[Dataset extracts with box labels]
- - - - - - -
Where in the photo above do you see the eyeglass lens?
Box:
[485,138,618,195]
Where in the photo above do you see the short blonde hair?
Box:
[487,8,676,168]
- - - - - - -
▶ _Task to carry out_:
Render each line of the entries above as a Markdown table with the columns Row and Line. Number the rows in order and omit any blank lines.

▶ _Answer below_:
| Row | Line |
|---|---|
| 1 | Where in the photo above do you see the eyeglass lens? |
| 2 | Box: |
| 3 | [485,138,618,195] |
| 4 | Where in the photo above do you see the short blonde hair? |
| 5 | Box: |
| 6 | [487,8,676,168] |